What is required: Quote the records in full and leave their pictures out.

Recorded data:
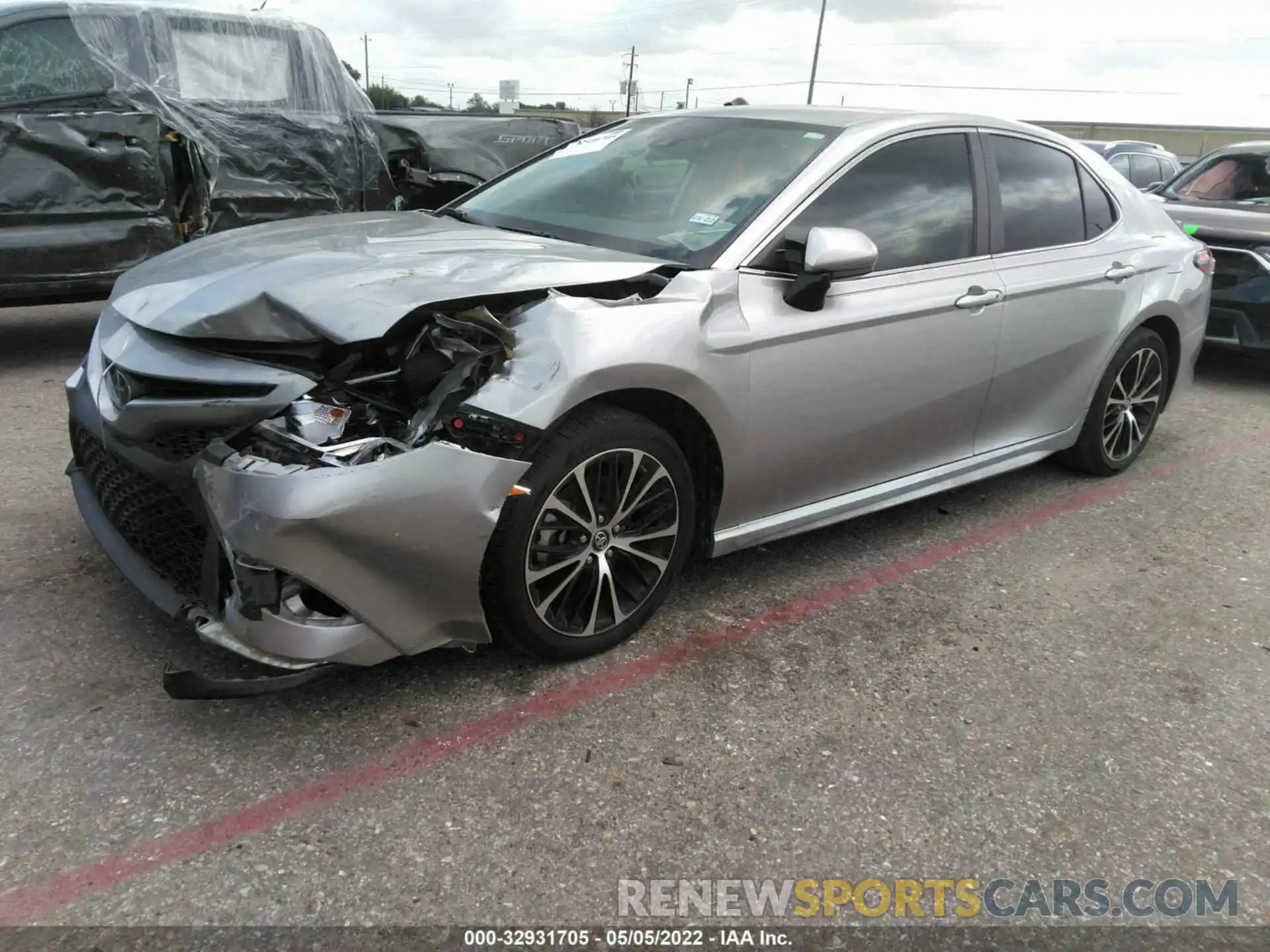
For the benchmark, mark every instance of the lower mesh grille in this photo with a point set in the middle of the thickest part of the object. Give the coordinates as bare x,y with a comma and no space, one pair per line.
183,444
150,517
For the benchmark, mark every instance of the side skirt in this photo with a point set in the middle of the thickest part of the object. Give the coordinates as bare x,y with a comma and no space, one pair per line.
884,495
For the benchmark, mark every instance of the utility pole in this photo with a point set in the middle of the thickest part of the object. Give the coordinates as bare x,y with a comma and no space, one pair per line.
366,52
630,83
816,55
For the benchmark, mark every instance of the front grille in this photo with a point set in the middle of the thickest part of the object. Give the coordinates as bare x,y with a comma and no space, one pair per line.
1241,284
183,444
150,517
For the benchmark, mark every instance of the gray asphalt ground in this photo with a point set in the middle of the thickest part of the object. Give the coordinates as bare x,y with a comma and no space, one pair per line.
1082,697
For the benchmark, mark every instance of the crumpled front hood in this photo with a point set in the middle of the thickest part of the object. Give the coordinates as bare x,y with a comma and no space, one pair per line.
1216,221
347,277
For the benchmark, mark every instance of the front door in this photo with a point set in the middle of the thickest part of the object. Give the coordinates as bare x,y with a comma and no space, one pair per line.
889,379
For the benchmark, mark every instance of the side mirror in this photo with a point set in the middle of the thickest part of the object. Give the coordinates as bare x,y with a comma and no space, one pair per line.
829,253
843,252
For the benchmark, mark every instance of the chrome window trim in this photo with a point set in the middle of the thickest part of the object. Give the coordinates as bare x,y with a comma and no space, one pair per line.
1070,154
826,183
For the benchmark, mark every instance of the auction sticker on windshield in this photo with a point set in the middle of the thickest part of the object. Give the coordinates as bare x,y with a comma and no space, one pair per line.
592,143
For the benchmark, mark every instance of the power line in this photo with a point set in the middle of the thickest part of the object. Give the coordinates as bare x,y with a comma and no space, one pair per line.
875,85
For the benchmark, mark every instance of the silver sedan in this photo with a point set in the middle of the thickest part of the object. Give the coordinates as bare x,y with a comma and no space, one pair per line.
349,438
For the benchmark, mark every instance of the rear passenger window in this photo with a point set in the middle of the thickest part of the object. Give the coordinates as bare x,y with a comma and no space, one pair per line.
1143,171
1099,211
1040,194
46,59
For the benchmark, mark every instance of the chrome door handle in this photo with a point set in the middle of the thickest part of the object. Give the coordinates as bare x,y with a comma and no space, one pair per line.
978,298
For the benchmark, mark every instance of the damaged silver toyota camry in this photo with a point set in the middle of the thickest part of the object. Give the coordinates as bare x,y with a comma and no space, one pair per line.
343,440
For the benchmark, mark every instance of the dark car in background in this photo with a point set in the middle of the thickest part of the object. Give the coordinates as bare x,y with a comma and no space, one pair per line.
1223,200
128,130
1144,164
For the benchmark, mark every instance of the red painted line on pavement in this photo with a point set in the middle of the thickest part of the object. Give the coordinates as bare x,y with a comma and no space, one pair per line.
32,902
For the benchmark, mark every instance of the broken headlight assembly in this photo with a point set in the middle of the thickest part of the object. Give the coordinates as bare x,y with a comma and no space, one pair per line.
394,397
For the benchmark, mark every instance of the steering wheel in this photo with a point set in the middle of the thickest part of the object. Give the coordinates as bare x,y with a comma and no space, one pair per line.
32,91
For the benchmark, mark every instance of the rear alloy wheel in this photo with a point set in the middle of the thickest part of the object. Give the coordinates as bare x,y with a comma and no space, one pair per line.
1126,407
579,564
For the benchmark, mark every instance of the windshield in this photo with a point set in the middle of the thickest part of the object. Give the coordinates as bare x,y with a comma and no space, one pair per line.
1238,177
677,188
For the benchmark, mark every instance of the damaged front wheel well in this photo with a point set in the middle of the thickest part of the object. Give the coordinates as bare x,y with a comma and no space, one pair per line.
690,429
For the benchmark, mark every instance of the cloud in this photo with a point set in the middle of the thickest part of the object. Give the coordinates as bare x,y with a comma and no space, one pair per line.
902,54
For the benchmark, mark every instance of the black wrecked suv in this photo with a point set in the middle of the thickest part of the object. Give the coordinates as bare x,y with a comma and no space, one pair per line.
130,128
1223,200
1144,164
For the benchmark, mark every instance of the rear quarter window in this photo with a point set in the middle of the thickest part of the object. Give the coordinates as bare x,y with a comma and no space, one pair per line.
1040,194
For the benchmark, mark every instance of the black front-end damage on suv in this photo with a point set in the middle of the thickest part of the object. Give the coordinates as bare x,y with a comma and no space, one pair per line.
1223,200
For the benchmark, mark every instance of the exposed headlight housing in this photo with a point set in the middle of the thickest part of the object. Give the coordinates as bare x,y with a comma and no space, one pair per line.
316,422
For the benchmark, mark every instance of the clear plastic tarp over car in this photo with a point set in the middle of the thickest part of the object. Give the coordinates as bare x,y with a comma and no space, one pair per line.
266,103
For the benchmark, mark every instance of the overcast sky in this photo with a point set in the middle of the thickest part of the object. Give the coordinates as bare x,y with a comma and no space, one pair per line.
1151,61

In response:
For the benchmark, mark every instance of the lower mesh grille in this photo with a point set in the middle of the thickest part of the object. Give the coordinates as bare x,y with a comma and no space, one pair per line.
183,444
150,517
For the benchmark, mark every instance of the side skirt in this photo with a point set in the middle of the thickest part of the object. Give the coordinates as bare x,y with a comma and no space, one pair per line.
884,495
For the benchmark, mark every instance of the utility pole in this photo with a point set in the middle of the thickest part of the object. Give the coordinates as bare x,y with a comma and no space, one pair per line.
366,52
630,83
816,55
For the benchmark, mark every instance of the front grille in this photo with a point set in the middle of the thickest part of the object. Give the coordinates as bare x,y with a comma and no space, one pair per line.
1241,284
183,444
150,517
For the benchmark, mark every instance of the gray asphalt ground in this photo with a point set in the middle of the thickest part of the object. Give the coordinates as bare x,y with a comma and no space, one pair per line.
1082,697
For the benchmark, mark every instance of the crumpled front hood in this photo with a point set in the middle of the thickest part of the object. Give the coordinates as bare x,y with a comma and no space, one pair per line.
1216,221
347,277
For the benchmark, mark every instance of the front door in this photo with a point set in the middle of the thickest part of the object. Give the coordinates as bare x,y with a comma and no space, one pair per line.
889,379
For the benchmark, mark every instance of the side mirror in this photo with a point set in the middle of the thickest part of the object. Give the coordinates as bare x,y with a comma and no space, one pair per line.
829,253
843,252
For the benchmark, mark every instance of the chrome window trim in this photo with a point set in the middle of the thickest part of the object. Give the coordinates as bare x,y with a comma and no space, one pair per line.
1070,154
826,183
For the benchmark, mark every instance of the auction sticker on windshield in this photo with a point set in the middle of the thickest part of the object. Give the coordinates as bare x,y with a comma and no space, one pair per line.
592,143
For the benchmark, mark every instance of the power line in this photo with a point set in the middle of the thickest part of the object. Give the coordinates as bare x,y with a comma and no space, one pair per line.
875,85
For the benchmark, mark every instance of the silver sedan in this photo with a point set in the middle of the thickest part of the object. Give the coordinates as bare x,y with a comma and no space, one pair per line.
349,438
For the benchmark, mark every instance of the rear passenger window in this photo with a point set in the middle of the thickest part of the object. Give the coordinates as bare x,y with a comma and no space, one pair per line.
1143,171
1099,211
1040,194
46,59
For the benchmark, mark every instance of the chrome door handle in this photo with a point set in the middle of the thickest part of the object. Give the coordinates as bare x,y with a comma and no space, one pair per line.
978,298
For the benchmark, mark every instance of the damaged silver toyota camry in this photo with a point set in the middle of the thickest part of the object. Give the coordinates as bare x,y with a comma and no space, one pair per line.
343,440
For the benchmark, mark every instance of the dark car in background in this photo with a point set in the middle of the thickest part of the object. Give the coordinates as bare x,y with a comma and no space, one pair per line.
1223,200
128,130
1144,164
For the benchmark, mark every instance of the red painted line on pavement in this photo with a point set in the middle of the thickest part of the object. Give the coordinates as bare x,y with a comma and no space, one pair per line.
32,902
For the benchmark, mark every instance of the broken headlight assembly in this photo with a point set in the middle of the thickest part of the object. Give the coordinates as bare x,y with a comma and no space, one pair per line.
394,397
For the benchmark, mark every instance of the steering wheel in this photo with a point set in the middle of the thickest part of the object. Give the coordinates as bare x,y with a comma and no space, one pair per line.
32,91
For the benchmark, mark every instance of the rear alloy wheel in this photo with a point set in the middle of the thickest part of the object. Give the coordinates as bare x,y with a comma and no space, one pair per line.
1126,407
579,564
For the benchmark, mark every instance of the windshield in this photo with a point set in the middle of the thickest part of the object. Give the coordinates as bare x,y with a comma and no space, one pair per line.
1238,177
677,188
For the benchmark, mark every instance of the damaged front wheel well in this photo with a point set in the middle of the thickest part of the object. Give the coordinates as bare x,y with a comma and no space, one pair per line.
690,429
For the benchmark, mark every instance of the cloud in this photo with a point set in the middle of the thickest part of the object. Give the coordinates as bare x,y with a comma and no space, one pair per line.
902,54
For the benchmark, mark every instance of the black wrecked suv in this photo with a point set in the middle of the thickest part of the object. Give the coordinates as bare x,y with a comma and no space, one pair per line.
130,128
1223,200
1144,164
For the benchmark, mark every instance of the rear quarter window in this photo with a point set in the middle of the thickest part of the object. Give the coordinates as bare x,y with a comma and no space, one pair per line.
1040,194
For the benchmark, mark every instance of the black front-end damage on suv in this photo with a point set in the middle of the thickest part of the object. Give the coordinates as bare x,y with a comma and no space, one pair per line.
1223,200
For the benchmark, mark every instance of the exposed headlight housing in this photo with a point set in the middle of the thickest part of the object. Give the coordinates as bare x,y with a comma and no space, one pair per line.
316,422
For the benchmark, mark every instance of the clear plastic tarp over car in this photo with a point set in the middle of the thickest part of the object. Give the coordinates as bare x,y with a comma and no space, one pair per line.
266,103
For the benchmark, mark every instance of the overcast sky in this photo with a point set in the middle of the thickest part of the object. Give the coordinates as bare x,y with a comma and no space, one pair per line.
1151,61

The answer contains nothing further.